Study questions:
• A. Answer these questions using the article on Ocado's surge in orders:
(i) How many confirmed coronavirus cases does the article report in the UK?
(ii) Which days did Ocado ask flexible customers to book for delivery?
(iii) By what percentage were Ocado shares up, and at what time?
• B. Name every supermarket that the article on Ocado's surge in orders counts among Britain's traditional big four.
• C. Write the next few sentences of the news article on Ocado's surge in orders, picking up after its final sentence.
==== Supplied passage
Online supermarket Ocado sees orders jump as coronavirus spreads

LONDON (Reuters) - British online supermarket Ocado OCDO.L has advised customers to place orders further in advance because of "exceptionally high demand", indicating a possible reaction from shoppers to the spreading coronavirus outbreak.

FILE PHOTO: A delivery van leaves the dispatch area of the Ocado CFC (customer fulfilment centre) in Andover, Britain, May 1, 2018. REUTERS/Peter Nicholls

British Prime Minister Boris Johnson said on Monday that the country needed to be prepared for the coronavirus to spread further and would announce its main action plan for responding to the outbreak on Tuesday. Confirmed cases in the UK have risen to 40.

Ocado, a pioneer in online food shopping, e-mailed some customers on Friday to warn of high demand for its delivery service.

“More people than usual seem to be placing particularly large orders. As a result, delivery slots are selling out quicker than expected,” it said.

The company advised customers to place orders further in advance than they might normally.

It also asked customers to book weekday delivery (Monday to Thursday) rather than weekends if they are able to be flexible.

Shares in Ocado were up 6.5% at 1549 GMT.

The company, which is Britain’s fastest growing grocer, according to industry data, declined to comment further.

Britain's traditional big four supermarkets - industry leader Tesco TSCO.L, Sainsbury's SBRY.L, Asda WMT.N and Morrisons MRW.L - did not have any immediate comment when asked if they had seen an upturn in demand for their online services as Britons start to avoid social contact.

However, Andrew Opie, director of food and sustainability at the British Retail Consortium, which represents the industry, said retailers were monitoring consumer behaviour to anticipate changes in future demand.
========
==== Dataset excerpts
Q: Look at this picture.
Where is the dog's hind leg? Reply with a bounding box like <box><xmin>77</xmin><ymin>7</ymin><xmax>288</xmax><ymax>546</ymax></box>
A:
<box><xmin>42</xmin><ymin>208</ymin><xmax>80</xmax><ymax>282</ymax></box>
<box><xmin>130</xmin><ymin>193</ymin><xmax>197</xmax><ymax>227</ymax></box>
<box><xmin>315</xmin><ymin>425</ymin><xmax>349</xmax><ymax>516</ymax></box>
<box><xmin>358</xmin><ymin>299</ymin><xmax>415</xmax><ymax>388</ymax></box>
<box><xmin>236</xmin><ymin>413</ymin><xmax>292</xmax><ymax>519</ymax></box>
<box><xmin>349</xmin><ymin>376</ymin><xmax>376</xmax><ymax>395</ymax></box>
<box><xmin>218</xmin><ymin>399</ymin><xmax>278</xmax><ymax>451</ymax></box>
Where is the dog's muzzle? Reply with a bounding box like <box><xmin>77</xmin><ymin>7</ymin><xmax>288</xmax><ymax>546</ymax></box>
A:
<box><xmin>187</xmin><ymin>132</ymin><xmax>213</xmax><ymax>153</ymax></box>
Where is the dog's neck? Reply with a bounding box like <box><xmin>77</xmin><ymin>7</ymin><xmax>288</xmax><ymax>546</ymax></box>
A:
========
Expected responses:
• A.
(i) 40
(ii) Weekdays, Monday to Thursday
(iii) 6.5%, at 1549 GMT

• B. Tesco, Sainsbury's, Asda, Morrisons

• C.
Separately on Monday, Bernstein food retail analyst Bruno Monteyne said that in a pandemic scenario parents and carers of the sick would be unable to work, leading to a broader impact on supply chains than only those who contract the virus.

“With tight supply chains, if a major outbreak happens, that will quickly lead to panic buying, empty shelves and food riots,” he said in a note.

Monteyne said the industry will be drawing up plans with suppliers to rationalise product ranges and transition to a “feed-the-nation” status when necessary.

He forecast that sales would be resilient but profit would take a hit because supermarket groups will be reluctant to pass on to shoppers the temporary operational costs of dealing with the disruption.

The BRC’s Opie said disruption to supply chains has been limited so far, and the availability of products remains good.

But he noted that sales of hand sanitiser have risen as individuals and businesses take precautions to reduce the spread of the virus, adding that retailers were also taking necessary steps to meet the rise in demand for hygiene products.

Shares in Tesco, Sainsbury’s and Morrisons were flat, up 4.1% and up 5.3% respectively, with the latter two recouping some of last week’s losses.